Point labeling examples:
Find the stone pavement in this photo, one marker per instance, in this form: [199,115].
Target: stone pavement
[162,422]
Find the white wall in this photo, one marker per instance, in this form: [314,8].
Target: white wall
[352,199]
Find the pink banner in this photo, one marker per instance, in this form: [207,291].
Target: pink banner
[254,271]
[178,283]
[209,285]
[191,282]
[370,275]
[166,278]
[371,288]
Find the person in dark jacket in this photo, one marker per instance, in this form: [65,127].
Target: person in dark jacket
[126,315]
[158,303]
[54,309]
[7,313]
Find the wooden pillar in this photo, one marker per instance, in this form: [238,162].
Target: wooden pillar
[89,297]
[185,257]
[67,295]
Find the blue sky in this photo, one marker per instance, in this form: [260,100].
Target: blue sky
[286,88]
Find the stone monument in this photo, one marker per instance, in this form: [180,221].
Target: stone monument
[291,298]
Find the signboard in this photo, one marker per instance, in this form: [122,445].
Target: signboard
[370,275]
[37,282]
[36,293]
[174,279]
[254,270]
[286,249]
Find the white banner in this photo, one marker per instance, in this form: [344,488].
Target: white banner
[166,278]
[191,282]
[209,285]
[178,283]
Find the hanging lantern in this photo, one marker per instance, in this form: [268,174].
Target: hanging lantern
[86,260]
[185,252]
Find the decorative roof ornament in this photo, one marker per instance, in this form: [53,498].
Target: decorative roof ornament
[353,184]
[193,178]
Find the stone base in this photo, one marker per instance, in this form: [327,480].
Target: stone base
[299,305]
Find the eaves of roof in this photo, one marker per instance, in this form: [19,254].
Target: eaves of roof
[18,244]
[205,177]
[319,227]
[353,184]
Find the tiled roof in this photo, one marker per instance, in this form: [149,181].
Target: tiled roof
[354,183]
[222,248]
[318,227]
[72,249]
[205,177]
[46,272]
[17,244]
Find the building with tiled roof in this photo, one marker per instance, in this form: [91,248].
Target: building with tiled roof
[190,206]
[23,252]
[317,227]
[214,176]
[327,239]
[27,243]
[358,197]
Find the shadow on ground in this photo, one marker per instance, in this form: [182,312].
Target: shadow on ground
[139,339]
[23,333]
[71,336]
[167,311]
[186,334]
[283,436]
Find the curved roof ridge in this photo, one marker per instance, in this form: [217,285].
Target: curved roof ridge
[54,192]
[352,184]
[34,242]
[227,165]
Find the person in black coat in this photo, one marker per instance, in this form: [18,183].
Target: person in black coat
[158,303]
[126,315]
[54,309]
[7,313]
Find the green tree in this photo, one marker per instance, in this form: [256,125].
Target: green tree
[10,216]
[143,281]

Exercise directions:
Can you update the whole listing above so that every "one marker per instance" reads "one point per instance" and nothing else changes?

Answer to the problem:
Find the stone pavement in this photo, one point per instance, in this form: [199,115].
Target: stone pavement
[162,422]
Find the white wall in this photo, one point per instance, in this form: [314,8].
Target: white wall
[352,199]
Find the pink banner in this photo, one point per instance, in this form: [207,291].
Target: pink banner
[254,271]
[178,283]
[209,285]
[191,282]
[370,275]
[166,278]
[371,288]
Find the person in dark jacket in this photo, one point per instance, in this form: [65,127].
Target: person in dark jacket
[126,315]
[158,303]
[54,309]
[7,313]
Find the wooden pillar in this photo, one point per instance, in this form: [238,162].
Target: wooden pillar
[89,297]
[185,257]
[67,295]
Find the blue sky in this photo, one point per instance, in this form: [260,100].
Target: blue sky
[286,88]
Find the stone monument in this photo, one point per instance, in this form: [180,221].
Target: stone monument
[291,298]
Find the signboard in this photo, one point per instance, in this form: [122,445].
Target: signboard
[370,275]
[37,282]
[36,293]
[174,279]
[254,270]
[286,249]
Find the white banner in this photo, one point per instance, in this form: [344,488].
Target: white banner
[166,278]
[191,282]
[209,285]
[178,283]
Find the hanging lantern in this photo, one point per instance, in this form: [268,174].
Target: hanging lantern
[86,260]
[185,252]
Find the decorative roof ornament in this photo, one point per instance, in this form: [53,498].
Target: decorative roof ornament
[353,184]
[193,178]
Find the stone base in this photo, one point per instance, in this form: [327,480].
Target: stone base
[299,305]
Find the eaves of roof in this photo, one point per instance, in this form: [19,254].
Target: eaves of roof
[18,244]
[205,177]
[319,227]
[353,184]
Find the tiled roof in this photo, one point per instance, in this form: [149,181].
Target: tiled roof
[354,183]
[222,248]
[318,227]
[72,249]
[205,177]
[46,272]
[17,244]
Find the building with tiled roof in this photo, one point per instance, in this form: [91,248].
Target: building with tiled roof
[190,206]
[23,252]
[317,227]
[214,176]
[327,239]
[27,243]
[358,197]
Find the shadow on ground in this photo, one point per instance, in this form: [182,312].
Target: shadow on ground
[139,339]
[23,333]
[71,336]
[167,311]
[186,334]
[283,436]
Find the curved roof ridge in this photo, one point per instance, in this form: [217,285].
Target: curved roof ridge
[54,192]
[352,184]
[34,242]
[227,165]
Find the person in black coat in this photo, one point per instance, in this form: [18,183].
Target: person in black coat
[158,303]
[126,315]
[54,309]
[7,313]
Find the green tree in this photo, one point per instance, in this form: [256,125].
Target: green tree
[10,216]
[143,281]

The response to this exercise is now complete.